▸ **TAREFA PROPOSTA A**
Segundo o trecho selecionado, em que ano CJ assumiu o baixo dos Ramones?

▸ **TRECHO SELECIONADO**

Diversão e Arte

CJ, remanescente dos Ramones, se apresenta amanhã no Porão do Rock

Lendas vivas do movimento nova iorquino, Marky e CJ contam como foi tocar em um dos mais influentes grupos de punk rock do mundo

postado em 30/08/2014 07:00

Nova York, meados dos anos 1970. Uma onda de profundo tédio tomava conta da juventude suburbana que não sentia identidade com o som tocado nas rádios de Forest Hills. Elas estavam contaminadas pelo soft rock meloso, quando não pelo rock de arena, com tediosos solos de teclado e de bateria tendendo ao infinito.

Neste cenário tomado pelo fastio, três rapazes do Queens sedentos por diversão resolveram montar uma banda, uma espécie de antídoto à caretice daqueles tempos. Surgia os Ramones, um dos mais influentes grupos de punk rock, fornecendo as bases do que viria ser o movimento mais expressivo da década de 1970, que tomou conta de Nova York, Londres e se espalhou de forma definitiva pelo mundo.

Dee Dee, Johnny, Joey e Marky

Da formação clássica, que há exatos 40 anos se reunia pela primeira vez em um show no clube CBGB, todos estão mortos. Joey nos deixou em 2001, devido a um câncer linfático. Em 2002 , foi a vez de Dee Dee ser vencido por uma overdose. Johnny também foi vítima de um câncer em 2004 e, em julho deste ano, Tommy foi ao encontro de seus parceiros de banda.

Vivos e musicalmente ativos em carreiras solo, os outros dois integrantes do Ramones, o ex-baterista Marky e o ex-baixista CJ, que toca neste fim de semana no Porão do Rock, revelaram ao Correio como foi fazer parte da maior banda punk de todos os tempos. ;O punk rock tem mais a ver com ser você mesmo, sem se preocupar com o que qualquer pessoa pensa a seu respeito;, diz CJ. ;Tommy (o primeiro baterista do grupo) foi o idealizador dos Ramones;, revela Marky. ;Ele chegou com a canção Blitzkrieg bop sem nunca ter tocado bateria na vida e ainda assim fez três lindos discos. Fomos grandes amigos até sua morte".

Confira as entrevistas:

>> CJ RAMONE >>

CJ, baixista que assumiu as 4 cordas dos Ramones em 1989

O que é ser punk?

▸ **TAREFA PROPOSTA B**
Filtre os registros abaixo e copie toda linha em que aparece a palavra "building".

▸ **DADOS FORNECIDOS**
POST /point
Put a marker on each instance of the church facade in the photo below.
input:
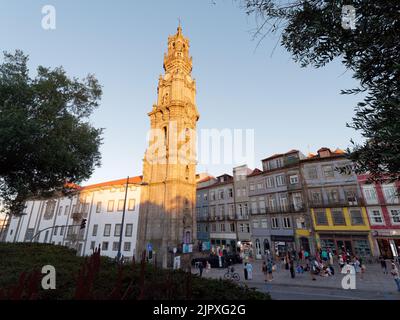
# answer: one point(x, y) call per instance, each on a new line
point(167, 221)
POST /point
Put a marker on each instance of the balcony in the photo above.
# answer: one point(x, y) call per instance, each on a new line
point(77, 215)
point(287, 209)
point(356, 202)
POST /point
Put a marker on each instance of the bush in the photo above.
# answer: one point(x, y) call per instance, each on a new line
point(101, 278)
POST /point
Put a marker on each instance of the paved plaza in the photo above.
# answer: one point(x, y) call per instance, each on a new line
point(374, 286)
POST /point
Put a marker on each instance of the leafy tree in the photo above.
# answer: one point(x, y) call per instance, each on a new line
point(46, 141)
point(312, 32)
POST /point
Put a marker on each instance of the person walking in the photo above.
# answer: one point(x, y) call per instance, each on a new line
point(291, 268)
point(264, 271)
point(396, 276)
point(330, 257)
point(383, 264)
point(245, 271)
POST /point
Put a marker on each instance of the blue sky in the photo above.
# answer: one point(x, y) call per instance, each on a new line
point(239, 85)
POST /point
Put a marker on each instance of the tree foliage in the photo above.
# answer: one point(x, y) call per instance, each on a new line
point(46, 140)
point(312, 32)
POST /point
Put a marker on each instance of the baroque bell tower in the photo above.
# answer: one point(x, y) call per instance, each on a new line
point(167, 213)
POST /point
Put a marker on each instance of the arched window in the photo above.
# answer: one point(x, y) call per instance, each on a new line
point(165, 131)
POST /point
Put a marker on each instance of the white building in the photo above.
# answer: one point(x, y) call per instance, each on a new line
point(58, 220)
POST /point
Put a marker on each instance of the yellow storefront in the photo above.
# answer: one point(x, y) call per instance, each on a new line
point(345, 228)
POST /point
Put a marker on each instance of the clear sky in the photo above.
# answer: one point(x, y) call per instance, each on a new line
point(239, 85)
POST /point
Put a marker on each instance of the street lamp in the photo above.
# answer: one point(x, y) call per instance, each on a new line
point(122, 222)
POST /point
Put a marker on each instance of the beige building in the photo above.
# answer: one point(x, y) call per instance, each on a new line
point(167, 221)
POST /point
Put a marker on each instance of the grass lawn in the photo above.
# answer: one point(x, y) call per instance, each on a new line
point(101, 278)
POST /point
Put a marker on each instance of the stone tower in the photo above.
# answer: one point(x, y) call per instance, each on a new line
point(167, 213)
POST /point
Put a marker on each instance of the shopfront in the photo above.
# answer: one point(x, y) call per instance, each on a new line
point(388, 243)
point(355, 244)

▸ **RESULTADO CORRETO A**
Em 1989.

▸ **RESULTADO CORRETO B**
Put a marker on each instance of the white building in the photo above.
Put a marker on each instance of the beige building in the photo above.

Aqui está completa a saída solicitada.